Passage fourni:
______
1La mondialisation est un risque et une chance pour la Francophonie. Un risque, parce que la mondialisation telle qu'elle s'est installée ne s'est pas construite sur une base pluraliste et culturelle, mais pour satisfaire des impératifs commerciaux et à des intérêts financiers dans lesquels la dimension culturelle n'était pas dominante sauf dans quelques créneaux immédiatement rentables. Une chance, aussi, parce que, face à la crainte d'une globalisation sauvage qui conduirait à l'installation d'un modèle culturel hégémonique, standardisé, au contenu appauvri, ignorant des spécificités culturelles, la Francophonie peut fortement contribuer à la construction d'une réponse à ce type de défi.
______
Lignes fournies:
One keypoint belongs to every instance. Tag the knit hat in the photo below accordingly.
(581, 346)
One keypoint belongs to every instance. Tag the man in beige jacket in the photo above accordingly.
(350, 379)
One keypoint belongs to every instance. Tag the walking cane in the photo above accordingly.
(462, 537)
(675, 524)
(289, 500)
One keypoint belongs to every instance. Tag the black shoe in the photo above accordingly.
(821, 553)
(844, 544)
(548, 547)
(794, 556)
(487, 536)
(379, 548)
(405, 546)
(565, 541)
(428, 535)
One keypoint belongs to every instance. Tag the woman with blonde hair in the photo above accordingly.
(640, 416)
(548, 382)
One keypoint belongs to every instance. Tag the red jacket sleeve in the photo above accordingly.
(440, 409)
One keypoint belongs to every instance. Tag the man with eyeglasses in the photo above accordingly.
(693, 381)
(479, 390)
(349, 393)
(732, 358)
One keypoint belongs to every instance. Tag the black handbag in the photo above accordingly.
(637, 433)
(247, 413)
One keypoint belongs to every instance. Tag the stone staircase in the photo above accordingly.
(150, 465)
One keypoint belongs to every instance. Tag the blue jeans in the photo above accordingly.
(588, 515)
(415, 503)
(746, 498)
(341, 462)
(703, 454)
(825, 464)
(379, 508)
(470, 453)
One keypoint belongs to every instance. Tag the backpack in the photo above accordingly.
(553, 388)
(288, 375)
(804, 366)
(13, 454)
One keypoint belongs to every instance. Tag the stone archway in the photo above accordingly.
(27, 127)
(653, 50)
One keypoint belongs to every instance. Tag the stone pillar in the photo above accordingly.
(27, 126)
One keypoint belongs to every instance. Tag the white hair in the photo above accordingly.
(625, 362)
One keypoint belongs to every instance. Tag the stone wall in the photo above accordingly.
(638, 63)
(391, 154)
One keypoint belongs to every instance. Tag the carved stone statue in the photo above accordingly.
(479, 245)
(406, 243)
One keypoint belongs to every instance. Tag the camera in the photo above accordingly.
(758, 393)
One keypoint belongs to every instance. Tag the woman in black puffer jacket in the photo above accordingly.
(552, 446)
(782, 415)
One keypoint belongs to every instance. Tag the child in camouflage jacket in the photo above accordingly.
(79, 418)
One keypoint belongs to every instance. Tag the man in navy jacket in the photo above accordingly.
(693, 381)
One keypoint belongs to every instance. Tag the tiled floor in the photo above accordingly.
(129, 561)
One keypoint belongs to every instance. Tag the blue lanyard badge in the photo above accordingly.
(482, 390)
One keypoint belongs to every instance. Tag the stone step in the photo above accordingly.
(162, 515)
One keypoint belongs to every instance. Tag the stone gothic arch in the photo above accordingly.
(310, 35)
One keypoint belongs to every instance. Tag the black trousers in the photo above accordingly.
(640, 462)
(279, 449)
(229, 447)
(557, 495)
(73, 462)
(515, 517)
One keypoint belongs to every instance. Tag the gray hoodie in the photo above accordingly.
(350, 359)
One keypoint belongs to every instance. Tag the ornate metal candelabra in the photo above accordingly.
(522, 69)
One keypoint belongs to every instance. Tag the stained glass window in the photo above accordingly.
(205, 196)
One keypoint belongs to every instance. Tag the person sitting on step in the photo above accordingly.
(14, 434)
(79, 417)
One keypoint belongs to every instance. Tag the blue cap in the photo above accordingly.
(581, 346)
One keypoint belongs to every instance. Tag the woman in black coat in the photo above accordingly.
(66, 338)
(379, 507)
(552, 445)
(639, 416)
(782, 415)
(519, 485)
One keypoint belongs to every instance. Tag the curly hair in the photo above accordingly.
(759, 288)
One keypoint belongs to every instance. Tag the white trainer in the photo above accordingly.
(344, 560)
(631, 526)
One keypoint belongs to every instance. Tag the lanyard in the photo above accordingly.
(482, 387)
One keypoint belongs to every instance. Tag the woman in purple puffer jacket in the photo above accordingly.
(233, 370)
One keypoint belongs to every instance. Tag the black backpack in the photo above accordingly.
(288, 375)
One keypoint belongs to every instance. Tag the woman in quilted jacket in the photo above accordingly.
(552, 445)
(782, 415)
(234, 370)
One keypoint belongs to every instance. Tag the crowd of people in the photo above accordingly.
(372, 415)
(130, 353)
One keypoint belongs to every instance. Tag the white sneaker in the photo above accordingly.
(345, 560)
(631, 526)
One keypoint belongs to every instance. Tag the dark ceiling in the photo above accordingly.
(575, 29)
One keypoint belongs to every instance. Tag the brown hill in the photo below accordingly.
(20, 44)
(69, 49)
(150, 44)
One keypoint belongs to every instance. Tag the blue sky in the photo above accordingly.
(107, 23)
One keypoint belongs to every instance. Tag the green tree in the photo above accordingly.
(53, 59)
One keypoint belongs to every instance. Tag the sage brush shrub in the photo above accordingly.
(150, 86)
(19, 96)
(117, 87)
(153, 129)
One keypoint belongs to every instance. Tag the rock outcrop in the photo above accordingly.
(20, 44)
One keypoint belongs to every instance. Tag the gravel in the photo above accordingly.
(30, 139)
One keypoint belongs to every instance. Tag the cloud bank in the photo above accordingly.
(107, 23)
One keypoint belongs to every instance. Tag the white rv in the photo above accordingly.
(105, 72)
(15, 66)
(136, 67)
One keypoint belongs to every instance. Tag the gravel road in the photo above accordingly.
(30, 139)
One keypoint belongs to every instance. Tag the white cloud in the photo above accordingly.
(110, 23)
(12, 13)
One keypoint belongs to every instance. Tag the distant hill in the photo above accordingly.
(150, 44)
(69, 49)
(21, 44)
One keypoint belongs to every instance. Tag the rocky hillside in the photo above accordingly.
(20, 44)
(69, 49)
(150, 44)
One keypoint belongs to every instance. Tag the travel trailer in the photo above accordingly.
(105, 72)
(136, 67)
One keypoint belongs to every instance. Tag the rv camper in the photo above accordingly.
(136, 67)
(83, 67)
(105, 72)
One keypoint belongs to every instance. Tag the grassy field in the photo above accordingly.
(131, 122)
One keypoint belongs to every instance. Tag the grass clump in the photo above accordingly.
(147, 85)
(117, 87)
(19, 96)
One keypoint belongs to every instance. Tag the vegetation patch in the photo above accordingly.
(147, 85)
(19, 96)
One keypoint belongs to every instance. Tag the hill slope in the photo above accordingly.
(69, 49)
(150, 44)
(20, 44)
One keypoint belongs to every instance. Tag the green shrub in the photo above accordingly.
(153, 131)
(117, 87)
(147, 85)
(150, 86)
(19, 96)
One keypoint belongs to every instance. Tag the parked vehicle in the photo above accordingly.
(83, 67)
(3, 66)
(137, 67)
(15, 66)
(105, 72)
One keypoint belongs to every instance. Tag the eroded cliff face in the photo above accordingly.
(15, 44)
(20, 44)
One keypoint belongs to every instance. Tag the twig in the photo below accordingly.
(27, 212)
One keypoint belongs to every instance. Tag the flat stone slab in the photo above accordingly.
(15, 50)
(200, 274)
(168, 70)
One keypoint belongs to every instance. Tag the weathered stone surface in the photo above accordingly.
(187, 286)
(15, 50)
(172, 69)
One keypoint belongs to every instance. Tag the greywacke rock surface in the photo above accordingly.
______
Objectif:
Répondez brièvement aux questions suivantes à partir du passage sur la mondialisation et la Francophonie :
(a) Pour satisfaire quoi la mondialisation s'est-elle construite ?
(b) Dans quels cas la dimension culturelle y était-elle dominante ?
(c) Quelles caractéristiques sont attribuées au modèle culturel que ferait s'installer une globalisation sauvage ?

Résultat de l'exercice:
(a) Des impératifs commerciaux et des intérêts financiers.
(b) Dans quelques créneaux immédiatement rentables.
(c) Un modèle hégémonique, standardisé, au contenu appauvri, ignorant des spécificités culturelles.